PROBLEM:
Copy every one of the items below word for word, keeping each line as it appears.

RECORDS:
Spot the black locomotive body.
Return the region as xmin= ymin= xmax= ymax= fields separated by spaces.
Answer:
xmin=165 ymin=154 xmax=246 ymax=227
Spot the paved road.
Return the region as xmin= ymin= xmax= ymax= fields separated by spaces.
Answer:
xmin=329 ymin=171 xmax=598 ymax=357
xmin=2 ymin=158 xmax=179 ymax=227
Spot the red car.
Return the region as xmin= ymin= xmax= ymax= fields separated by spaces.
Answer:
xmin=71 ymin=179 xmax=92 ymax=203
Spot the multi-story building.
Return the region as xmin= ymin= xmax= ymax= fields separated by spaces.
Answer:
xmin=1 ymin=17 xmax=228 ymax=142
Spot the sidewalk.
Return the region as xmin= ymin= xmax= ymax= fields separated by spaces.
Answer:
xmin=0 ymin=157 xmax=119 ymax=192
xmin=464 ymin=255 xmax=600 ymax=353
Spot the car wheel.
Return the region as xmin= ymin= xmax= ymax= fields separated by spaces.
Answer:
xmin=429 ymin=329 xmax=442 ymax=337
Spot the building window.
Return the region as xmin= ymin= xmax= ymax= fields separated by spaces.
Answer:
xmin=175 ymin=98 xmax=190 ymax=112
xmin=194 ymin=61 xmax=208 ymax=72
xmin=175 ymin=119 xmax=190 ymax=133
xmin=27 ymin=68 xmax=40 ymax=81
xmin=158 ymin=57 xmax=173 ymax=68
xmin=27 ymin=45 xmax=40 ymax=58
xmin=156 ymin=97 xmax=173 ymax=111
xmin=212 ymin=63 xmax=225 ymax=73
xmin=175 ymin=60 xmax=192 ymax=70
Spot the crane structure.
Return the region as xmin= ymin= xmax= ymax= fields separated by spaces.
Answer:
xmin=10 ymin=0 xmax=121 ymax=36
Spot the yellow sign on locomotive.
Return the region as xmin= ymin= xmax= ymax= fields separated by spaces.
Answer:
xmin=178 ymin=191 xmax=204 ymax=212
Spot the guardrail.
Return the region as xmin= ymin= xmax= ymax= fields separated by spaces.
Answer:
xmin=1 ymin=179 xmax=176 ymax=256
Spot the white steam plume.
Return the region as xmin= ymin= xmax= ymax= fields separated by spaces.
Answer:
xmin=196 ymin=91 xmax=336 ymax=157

EXERCISE ANSWER:
Spot the black locomotive body.
Return the region as xmin= ymin= xmax= ymax= fields separated by spaces.
Answer:
xmin=165 ymin=154 xmax=246 ymax=227
Spot the paved road.
Return the region as xmin= ymin= xmax= ymax= fields separated by spaces.
Answer:
xmin=329 ymin=171 xmax=598 ymax=357
xmin=2 ymin=158 xmax=179 ymax=227
Spot the red car.
Return the region as xmin= ymin= xmax= ymax= fields separated by spaces.
Answer:
xmin=71 ymin=179 xmax=92 ymax=203
Spot the multi-story building.
Return the region as xmin= ymin= xmax= ymax= fields separated by spaces.
Answer:
xmin=1 ymin=17 xmax=228 ymax=142
Spot the sidewalk.
Return the region as xmin= ymin= xmax= ymax= fields separated by spaces.
Answer:
xmin=0 ymin=157 xmax=119 ymax=192
xmin=464 ymin=255 xmax=600 ymax=353
Spot the car wheel.
Return the region as xmin= ymin= xmax= ymax= fields separated by spaces.
Answer:
xmin=429 ymin=329 xmax=442 ymax=337
Spot the building window.
Return the region as xmin= ymin= xmax= ymax= fields separated by spaces.
Answer:
xmin=175 ymin=98 xmax=190 ymax=112
xmin=194 ymin=61 xmax=208 ymax=72
xmin=175 ymin=119 xmax=190 ymax=133
xmin=27 ymin=68 xmax=40 ymax=81
xmin=158 ymin=57 xmax=173 ymax=68
xmin=27 ymin=45 xmax=40 ymax=58
xmin=156 ymin=97 xmax=173 ymax=111
xmin=212 ymin=63 xmax=225 ymax=73
xmin=175 ymin=60 xmax=192 ymax=70
Spot the crane structure.
Return the region as xmin= ymin= xmax= ymax= fields separated by spaces.
Answer:
xmin=10 ymin=0 xmax=121 ymax=36
Spot the yellow sign on locomotive.
Return the region as xmin= ymin= xmax= ymax= fields separated by spaces.
Answer:
xmin=178 ymin=191 xmax=204 ymax=212
Spot the guardrail.
Return the region as xmin= ymin= xmax= ymax= fields separated by spaces.
Answer:
xmin=1 ymin=179 xmax=176 ymax=256
Spot the white steam plume.
Return the region as xmin= ymin= xmax= ymax= fields separated by spaces.
Answer:
xmin=196 ymin=91 xmax=336 ymax=157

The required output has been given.